• **The task**: Reproduce every line of the entries below, changing nothing.

=== Exercise data ===

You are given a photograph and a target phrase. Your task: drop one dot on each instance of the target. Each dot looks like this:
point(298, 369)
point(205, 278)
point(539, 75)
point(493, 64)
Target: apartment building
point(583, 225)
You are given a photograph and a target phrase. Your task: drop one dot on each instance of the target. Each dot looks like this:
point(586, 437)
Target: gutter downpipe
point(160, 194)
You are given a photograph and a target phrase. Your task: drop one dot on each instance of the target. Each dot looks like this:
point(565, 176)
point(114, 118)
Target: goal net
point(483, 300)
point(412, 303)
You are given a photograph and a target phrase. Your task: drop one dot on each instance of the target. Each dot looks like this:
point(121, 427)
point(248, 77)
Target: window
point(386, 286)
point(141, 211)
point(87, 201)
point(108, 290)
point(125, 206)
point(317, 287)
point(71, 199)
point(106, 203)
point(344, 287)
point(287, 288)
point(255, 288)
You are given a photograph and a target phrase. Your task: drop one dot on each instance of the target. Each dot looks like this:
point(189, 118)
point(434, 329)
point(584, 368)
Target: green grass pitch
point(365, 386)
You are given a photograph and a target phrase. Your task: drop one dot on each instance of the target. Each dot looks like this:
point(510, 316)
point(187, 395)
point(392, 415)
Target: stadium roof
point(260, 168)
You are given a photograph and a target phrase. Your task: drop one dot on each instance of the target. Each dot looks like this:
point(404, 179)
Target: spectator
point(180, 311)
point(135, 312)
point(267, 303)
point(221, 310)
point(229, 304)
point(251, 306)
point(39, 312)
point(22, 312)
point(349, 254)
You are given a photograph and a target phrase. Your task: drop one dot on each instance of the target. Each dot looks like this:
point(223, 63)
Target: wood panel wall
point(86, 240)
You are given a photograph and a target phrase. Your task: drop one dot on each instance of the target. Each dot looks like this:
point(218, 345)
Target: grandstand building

===

• **Result of this task**:
You are given a photograph and a target phrase. Your task: drop one dot on each instance of the target. Each dot looks like this:
point(298, 369)
point(205, 278)
point(539, 75)
point(493, 64)
Target: apartment building
point(583, 225)
You are given a photograph and a target phrase. Your task: drop one dot on each instance of the target. Each dot looks like this:
point(586, 437)
Target: gutter downpipe
point(160, 194)
You are given a photograph and a target phrase. Your task: drop one dot on each instance of the target. Each dot looks like this:
point(565, 176)
point(114, 118)
Target: goal net
point(483, 300)
point(412, 303)
You are given a photograph and a target phrase. Your task: drop one dot on each instance of the target. Each dot looks like this:
point(121, 427)
point(248, 77)
Target: window
point(386, 286)
point(141, 211)
point(87, 201)
point(108, 290)
point(125, 206)
point(317, 287)
point(71, 199)
point(106, 203)
point(344, 287)
point(287, 288)
point(255, 288)
You are given a photograph and a target phrase. Your task: drop one dot on each instance of the target. Each dot looks like this:
point(189, 118)
point(434, 329)
point(584, 368)
Target: green grass pitch
point(365, 386)
You are given a photograph and a target phrase. Your task: drop one dot on each instance of the target. Each dot looks like this:
point(510, 316)
point(187, 395)
point(392, 415)
Target: stadium roof
point(260, 168)
You are given a photograph and a target phrase. Your task: drop one dot on each instance of the target. Each dot looks like this:
point(404, 179)
Target: spectator
point(180, 311)
point(135, 312)
point(267, 303)
point(221, 310)
point(229, 304)
point(251, 306)
point(39, 312)
point(22, 312)
point(349, 254)
You are given a photograph and a target phrase. Your task: drop one dot on each instance of the target. Each dot looks like this:
point(223, 63)
Target: wood panel wall
point(86, 240)
You are given a photograph and a target phrase. Your task: drop one dot on each instance of the target. Each dot looks like this:
point(218, 345)
Target: grandstand building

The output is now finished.